DATA TO USE |
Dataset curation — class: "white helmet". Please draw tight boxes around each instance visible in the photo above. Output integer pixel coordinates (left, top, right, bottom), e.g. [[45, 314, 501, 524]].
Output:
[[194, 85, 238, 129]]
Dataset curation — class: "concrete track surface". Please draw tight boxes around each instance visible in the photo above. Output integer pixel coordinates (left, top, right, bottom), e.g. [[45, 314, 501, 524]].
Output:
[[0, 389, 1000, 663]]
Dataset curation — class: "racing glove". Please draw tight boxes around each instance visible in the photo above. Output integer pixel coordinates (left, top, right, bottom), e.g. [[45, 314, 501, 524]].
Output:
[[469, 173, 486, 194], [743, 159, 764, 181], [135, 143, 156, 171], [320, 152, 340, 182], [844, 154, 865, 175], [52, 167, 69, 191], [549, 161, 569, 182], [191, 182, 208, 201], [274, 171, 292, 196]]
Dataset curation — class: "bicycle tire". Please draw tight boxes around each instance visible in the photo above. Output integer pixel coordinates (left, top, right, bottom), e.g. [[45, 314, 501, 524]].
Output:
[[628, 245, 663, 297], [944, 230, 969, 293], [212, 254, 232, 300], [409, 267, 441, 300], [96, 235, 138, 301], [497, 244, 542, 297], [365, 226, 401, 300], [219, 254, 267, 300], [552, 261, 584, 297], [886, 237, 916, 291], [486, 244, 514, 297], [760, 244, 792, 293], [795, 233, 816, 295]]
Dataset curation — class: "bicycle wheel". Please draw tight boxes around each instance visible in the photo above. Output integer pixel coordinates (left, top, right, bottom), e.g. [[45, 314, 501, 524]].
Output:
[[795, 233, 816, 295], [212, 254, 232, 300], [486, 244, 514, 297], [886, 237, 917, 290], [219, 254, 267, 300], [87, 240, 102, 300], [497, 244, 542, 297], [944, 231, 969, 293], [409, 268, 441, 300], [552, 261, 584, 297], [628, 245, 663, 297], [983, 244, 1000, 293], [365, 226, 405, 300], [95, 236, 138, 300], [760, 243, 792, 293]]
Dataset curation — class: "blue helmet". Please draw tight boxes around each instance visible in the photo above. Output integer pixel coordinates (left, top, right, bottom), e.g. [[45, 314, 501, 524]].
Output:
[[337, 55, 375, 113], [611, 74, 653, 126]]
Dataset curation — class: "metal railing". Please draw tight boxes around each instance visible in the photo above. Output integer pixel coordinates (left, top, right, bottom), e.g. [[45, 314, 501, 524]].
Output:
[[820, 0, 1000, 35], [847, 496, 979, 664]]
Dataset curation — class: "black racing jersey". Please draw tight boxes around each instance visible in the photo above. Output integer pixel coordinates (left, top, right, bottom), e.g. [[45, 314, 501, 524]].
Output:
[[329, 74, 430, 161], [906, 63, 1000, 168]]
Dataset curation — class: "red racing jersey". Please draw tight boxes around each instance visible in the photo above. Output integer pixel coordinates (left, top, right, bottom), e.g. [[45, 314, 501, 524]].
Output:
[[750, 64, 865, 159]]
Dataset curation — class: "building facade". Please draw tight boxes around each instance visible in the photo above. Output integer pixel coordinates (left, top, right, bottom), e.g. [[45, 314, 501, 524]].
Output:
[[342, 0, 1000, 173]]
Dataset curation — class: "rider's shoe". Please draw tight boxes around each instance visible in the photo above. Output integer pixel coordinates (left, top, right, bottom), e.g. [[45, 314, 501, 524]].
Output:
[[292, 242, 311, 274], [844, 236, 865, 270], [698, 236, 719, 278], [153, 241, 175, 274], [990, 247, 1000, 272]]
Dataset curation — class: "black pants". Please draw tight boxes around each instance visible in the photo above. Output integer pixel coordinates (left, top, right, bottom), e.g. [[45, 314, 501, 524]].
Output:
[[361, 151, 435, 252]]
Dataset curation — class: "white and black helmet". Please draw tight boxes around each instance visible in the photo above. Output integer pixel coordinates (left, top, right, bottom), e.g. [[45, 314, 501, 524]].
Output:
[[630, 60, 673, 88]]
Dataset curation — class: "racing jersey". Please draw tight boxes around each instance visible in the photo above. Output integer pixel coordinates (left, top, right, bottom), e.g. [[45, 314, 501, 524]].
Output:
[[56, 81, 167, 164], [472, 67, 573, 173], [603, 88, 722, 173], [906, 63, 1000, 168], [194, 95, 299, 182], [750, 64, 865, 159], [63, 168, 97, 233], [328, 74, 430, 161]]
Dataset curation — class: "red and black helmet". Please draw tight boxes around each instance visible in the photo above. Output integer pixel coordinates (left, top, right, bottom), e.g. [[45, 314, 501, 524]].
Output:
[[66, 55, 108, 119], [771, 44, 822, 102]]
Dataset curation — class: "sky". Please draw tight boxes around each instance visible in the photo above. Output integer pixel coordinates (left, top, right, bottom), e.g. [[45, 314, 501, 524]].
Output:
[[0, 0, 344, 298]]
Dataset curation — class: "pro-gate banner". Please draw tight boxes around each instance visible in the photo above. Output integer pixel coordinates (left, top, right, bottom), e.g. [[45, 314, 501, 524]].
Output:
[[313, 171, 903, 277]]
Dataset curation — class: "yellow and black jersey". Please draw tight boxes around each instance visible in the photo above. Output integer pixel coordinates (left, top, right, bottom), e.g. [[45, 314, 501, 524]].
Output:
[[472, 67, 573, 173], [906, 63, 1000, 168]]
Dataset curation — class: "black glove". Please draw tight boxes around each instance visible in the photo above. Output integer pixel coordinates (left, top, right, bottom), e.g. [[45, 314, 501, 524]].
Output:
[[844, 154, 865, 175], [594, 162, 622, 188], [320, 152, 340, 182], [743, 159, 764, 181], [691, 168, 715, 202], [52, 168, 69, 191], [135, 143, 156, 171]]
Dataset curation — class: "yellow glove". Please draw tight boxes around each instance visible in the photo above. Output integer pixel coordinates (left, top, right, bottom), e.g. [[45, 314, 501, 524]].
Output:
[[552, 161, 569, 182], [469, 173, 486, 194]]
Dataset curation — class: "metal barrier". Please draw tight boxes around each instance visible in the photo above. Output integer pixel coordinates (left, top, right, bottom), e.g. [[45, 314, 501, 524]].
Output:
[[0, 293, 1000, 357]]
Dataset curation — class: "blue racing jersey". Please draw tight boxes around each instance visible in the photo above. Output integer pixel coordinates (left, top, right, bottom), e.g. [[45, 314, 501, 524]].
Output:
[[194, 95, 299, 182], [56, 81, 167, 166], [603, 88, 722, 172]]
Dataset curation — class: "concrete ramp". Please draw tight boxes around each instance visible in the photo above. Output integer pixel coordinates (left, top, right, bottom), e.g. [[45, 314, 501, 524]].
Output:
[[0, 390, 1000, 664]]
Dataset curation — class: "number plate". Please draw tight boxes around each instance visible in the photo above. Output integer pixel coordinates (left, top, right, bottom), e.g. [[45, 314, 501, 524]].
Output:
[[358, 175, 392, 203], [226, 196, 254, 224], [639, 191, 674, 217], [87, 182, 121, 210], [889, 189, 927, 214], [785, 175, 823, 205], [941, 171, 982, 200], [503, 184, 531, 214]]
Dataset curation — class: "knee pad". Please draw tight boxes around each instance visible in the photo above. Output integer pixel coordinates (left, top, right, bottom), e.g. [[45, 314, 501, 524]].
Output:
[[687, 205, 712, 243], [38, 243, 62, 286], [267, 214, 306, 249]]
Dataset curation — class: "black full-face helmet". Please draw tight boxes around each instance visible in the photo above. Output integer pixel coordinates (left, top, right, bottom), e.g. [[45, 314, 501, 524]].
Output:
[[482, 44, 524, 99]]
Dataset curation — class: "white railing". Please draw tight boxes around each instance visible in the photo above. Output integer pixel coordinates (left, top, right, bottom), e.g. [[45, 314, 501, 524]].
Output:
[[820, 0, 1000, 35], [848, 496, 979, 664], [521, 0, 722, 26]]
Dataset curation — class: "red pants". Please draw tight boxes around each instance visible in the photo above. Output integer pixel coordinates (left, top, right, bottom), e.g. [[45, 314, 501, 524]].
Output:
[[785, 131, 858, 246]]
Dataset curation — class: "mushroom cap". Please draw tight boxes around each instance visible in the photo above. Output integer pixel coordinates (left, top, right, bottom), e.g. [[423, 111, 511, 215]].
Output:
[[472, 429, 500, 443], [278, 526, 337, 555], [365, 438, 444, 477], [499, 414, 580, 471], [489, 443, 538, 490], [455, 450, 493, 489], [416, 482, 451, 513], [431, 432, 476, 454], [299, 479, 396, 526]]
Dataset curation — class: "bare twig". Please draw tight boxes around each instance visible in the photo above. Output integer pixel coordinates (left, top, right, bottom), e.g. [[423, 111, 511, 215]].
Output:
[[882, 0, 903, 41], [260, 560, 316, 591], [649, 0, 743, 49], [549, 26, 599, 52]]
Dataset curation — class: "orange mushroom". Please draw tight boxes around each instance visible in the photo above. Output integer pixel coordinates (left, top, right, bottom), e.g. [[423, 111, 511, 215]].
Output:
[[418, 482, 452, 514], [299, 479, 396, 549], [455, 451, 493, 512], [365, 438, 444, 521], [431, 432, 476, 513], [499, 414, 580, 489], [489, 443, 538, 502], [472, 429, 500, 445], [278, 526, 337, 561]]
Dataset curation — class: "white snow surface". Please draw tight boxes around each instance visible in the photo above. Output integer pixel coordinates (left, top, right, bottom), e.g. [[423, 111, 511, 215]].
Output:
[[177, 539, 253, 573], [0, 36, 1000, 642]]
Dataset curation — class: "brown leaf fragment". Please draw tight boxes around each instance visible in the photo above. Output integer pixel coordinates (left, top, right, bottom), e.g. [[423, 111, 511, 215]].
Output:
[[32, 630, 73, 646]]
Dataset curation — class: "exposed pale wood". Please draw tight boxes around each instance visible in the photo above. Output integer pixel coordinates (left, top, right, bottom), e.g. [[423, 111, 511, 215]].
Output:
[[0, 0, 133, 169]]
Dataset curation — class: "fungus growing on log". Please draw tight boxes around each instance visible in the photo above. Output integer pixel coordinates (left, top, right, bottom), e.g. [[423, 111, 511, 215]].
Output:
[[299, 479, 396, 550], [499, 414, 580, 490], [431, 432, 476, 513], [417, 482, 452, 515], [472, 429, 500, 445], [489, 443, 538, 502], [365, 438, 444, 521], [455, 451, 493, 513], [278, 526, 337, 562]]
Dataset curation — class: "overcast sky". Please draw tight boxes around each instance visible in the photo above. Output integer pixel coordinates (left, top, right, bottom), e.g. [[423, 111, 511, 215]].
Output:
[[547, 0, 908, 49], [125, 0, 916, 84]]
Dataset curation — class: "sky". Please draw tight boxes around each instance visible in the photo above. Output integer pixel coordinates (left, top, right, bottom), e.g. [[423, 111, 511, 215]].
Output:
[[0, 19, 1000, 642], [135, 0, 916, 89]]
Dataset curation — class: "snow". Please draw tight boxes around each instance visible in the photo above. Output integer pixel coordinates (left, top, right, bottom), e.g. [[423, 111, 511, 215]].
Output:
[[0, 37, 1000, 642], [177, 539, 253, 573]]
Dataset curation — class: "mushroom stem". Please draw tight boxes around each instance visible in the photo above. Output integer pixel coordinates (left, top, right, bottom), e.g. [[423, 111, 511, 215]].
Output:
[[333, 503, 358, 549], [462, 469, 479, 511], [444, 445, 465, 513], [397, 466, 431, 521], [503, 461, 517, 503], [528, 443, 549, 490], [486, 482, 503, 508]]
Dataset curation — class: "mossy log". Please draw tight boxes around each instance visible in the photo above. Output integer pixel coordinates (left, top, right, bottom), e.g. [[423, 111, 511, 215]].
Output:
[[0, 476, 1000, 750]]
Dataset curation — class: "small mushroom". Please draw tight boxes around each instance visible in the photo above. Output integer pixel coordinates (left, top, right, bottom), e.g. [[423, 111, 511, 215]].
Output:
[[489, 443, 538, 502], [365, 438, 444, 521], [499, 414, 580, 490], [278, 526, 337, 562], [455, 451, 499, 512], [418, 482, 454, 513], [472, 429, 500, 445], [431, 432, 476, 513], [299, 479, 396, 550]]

EXERCISE |
Report every line of the rows that contains the string "surface", treating uppercase and lowercase as different.

OUTPUT |
Dataset curation — class: "concrete track surface". Please draw tight boxes around each instance visible in the photo above. Output integer pixel coordinates (left, top, right, bottom), e.g. [[45, 314, 501, 524]].
Dataset curation — class: "white snow surface". Please draw tight boxes around each instance visible in the photo above. Output integer pixel coordinates (left, top, right, bottom), e.g. [[423, 111, 511, 215]].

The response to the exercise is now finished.